WHAT YOU NEED TO DO:
Reproduce the data from the line with "of the white" up to and including the line with "Query: white house", switching "white house" to "red barn" and leaving everything else unchanged.

(Records from a dataset)
※
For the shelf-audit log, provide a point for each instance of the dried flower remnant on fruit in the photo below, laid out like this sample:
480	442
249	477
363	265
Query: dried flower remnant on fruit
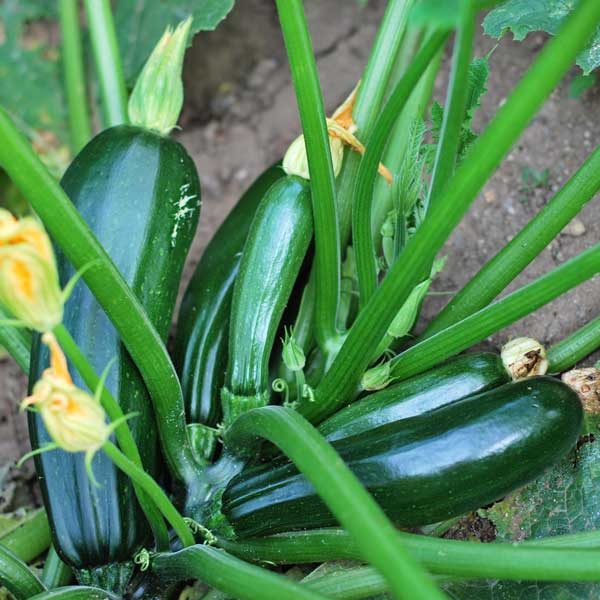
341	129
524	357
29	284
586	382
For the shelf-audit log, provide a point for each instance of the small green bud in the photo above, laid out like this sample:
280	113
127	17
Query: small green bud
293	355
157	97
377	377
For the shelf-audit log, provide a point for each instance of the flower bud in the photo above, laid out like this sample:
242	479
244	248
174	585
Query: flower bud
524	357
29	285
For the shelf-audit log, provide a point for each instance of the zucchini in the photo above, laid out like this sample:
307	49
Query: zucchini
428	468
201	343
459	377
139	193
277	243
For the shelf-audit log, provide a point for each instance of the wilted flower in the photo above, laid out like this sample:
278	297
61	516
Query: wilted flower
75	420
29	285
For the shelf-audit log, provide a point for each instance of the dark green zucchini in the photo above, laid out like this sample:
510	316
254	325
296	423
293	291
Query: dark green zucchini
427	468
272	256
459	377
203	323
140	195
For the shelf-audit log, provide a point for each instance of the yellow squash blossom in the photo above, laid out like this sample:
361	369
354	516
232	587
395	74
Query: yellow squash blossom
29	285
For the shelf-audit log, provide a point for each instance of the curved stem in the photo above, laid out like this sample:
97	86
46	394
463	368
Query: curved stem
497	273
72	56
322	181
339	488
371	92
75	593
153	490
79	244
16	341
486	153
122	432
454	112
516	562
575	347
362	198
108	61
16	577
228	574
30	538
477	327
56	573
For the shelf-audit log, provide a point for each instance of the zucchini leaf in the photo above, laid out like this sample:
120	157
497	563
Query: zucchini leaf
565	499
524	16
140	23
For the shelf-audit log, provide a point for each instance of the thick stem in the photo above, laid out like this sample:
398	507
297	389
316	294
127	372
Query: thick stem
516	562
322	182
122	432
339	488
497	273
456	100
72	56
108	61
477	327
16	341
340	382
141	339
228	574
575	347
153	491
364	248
※
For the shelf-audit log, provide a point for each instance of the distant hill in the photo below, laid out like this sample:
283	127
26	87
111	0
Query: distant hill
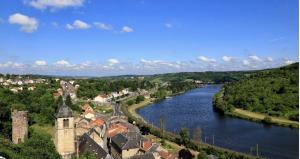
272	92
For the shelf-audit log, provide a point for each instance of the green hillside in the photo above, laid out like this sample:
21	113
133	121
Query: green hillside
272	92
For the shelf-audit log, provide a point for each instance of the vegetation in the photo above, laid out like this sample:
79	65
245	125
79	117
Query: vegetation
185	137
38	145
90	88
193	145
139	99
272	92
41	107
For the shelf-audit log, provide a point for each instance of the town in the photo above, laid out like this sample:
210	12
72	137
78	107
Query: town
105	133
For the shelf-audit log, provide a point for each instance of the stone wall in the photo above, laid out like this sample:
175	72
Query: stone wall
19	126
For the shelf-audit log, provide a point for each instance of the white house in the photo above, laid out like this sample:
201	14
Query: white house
※
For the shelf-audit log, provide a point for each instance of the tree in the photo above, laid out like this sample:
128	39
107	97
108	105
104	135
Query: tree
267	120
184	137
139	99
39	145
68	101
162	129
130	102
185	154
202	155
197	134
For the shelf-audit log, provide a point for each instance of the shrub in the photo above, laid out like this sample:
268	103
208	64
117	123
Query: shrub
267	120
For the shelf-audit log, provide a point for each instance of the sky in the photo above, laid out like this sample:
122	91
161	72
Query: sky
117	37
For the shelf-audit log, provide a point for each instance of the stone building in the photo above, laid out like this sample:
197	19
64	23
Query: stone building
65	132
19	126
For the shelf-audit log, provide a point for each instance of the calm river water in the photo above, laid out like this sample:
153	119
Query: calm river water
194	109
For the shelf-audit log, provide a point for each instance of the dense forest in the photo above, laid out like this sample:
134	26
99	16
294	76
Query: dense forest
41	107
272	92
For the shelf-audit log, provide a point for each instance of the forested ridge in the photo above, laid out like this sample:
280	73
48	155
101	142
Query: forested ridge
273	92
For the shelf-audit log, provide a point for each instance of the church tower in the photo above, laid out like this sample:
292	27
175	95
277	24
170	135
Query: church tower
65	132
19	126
※
EXPECTED OUTPUT:
For the shelf-audit log, provide a point for each instance of the red barn in the photo above, laid out like this sample:
201	14
Query: red barn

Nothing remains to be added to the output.